(Fragmenty danych o wskazywaniu punktów)
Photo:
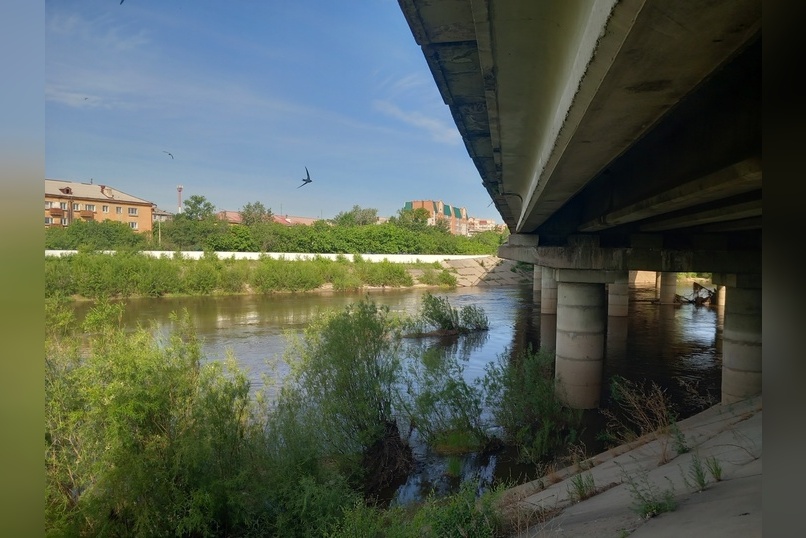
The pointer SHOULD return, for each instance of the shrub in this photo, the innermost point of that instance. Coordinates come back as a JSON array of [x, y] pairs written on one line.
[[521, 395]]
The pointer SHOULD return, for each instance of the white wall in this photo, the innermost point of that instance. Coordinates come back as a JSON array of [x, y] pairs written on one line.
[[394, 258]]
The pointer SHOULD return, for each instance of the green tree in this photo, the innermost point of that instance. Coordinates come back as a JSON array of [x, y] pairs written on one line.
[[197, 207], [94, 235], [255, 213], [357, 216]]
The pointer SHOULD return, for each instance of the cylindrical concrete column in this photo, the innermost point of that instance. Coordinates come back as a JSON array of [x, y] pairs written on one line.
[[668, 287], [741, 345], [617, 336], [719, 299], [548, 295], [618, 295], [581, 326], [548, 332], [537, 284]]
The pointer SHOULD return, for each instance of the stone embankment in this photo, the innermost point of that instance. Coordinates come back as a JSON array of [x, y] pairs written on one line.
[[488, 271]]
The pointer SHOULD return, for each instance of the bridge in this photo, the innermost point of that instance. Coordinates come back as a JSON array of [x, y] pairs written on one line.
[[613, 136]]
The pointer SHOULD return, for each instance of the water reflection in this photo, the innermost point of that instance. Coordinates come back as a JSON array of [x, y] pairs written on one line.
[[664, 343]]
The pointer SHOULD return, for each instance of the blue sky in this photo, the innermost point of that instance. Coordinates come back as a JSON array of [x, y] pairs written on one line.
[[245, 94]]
--
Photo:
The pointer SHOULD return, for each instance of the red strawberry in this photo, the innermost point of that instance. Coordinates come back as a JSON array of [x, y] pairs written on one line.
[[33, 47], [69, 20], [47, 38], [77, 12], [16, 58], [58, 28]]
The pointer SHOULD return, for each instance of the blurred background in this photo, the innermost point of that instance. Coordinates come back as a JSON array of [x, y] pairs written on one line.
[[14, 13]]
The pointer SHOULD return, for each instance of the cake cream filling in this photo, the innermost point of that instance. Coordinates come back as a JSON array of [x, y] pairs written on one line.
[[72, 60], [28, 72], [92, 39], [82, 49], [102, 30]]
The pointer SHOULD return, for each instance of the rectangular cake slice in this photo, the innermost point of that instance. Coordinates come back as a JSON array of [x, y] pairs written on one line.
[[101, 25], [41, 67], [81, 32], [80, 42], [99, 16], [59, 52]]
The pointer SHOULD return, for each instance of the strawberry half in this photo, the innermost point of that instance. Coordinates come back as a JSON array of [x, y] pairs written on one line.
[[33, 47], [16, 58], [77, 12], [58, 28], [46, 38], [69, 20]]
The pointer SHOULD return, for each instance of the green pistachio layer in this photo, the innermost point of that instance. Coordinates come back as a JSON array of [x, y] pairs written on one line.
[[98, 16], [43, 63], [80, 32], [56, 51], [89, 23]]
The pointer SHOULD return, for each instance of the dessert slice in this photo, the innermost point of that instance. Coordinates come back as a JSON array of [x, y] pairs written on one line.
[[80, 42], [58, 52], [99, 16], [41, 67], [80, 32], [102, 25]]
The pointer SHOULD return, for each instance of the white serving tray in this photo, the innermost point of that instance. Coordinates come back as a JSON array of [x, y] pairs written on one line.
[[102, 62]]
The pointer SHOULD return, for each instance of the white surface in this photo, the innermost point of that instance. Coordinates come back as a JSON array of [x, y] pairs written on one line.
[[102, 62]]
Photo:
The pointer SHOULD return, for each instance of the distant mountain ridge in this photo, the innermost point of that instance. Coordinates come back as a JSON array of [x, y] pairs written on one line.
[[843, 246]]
* * *
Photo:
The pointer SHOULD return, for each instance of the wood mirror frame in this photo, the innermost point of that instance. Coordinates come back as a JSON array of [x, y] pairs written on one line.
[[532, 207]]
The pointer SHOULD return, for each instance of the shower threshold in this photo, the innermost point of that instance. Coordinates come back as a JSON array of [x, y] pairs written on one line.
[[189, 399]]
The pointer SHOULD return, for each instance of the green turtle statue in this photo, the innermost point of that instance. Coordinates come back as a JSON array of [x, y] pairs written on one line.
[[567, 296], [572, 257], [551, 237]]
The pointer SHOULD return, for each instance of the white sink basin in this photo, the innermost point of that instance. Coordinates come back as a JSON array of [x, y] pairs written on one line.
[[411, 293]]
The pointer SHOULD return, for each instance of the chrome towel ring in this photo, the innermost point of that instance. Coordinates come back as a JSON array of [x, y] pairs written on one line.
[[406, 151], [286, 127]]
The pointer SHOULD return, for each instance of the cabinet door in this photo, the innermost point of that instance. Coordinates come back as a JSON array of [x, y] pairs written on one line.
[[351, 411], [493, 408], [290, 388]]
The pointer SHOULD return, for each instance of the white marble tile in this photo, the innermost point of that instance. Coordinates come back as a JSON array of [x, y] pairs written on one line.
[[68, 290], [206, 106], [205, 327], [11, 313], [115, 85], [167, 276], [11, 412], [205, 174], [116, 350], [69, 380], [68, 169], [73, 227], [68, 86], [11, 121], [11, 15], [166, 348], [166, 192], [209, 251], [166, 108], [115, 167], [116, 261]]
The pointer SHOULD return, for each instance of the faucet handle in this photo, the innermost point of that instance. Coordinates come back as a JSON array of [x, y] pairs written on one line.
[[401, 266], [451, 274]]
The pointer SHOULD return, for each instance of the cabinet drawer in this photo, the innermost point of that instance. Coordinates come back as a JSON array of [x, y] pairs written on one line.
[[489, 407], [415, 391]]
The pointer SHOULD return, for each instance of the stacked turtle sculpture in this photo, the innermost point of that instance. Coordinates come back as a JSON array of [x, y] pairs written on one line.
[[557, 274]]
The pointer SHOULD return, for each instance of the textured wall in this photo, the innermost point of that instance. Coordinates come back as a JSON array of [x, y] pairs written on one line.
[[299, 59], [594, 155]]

→ TREŚĆ ZADANIA
Ułóż w tabelę Markdown wiersze wykazu między wierszem zawierającym „the white surface” a wierszem zawierającym „[[843, 246]]”, włącznie. Daj kolumny „Nr” z kolejnym numerem i „Wiersz” z treścią wiersza, a puste wiersze pomiń.

→ ROZWIĄZANIE
| Nr | Wiersz |
|---|---|
| 1 | The pointer SHOULD return, for each instance of the white surface in this photo, the innermost point of that instance. Coordinates come back as a JSON array of [x, y] pairs written on one line. |
| 2 | [[102, 62]] |
| 3 | Photo: |
| 4 | The pointer SHOULD return, for each instance of the distant mountain ridge in this photo, the innermost point of that instance. Coordinates come back as a JSON array of [x, y] pairs written on one line. |
| 5 | [[843, 246]] |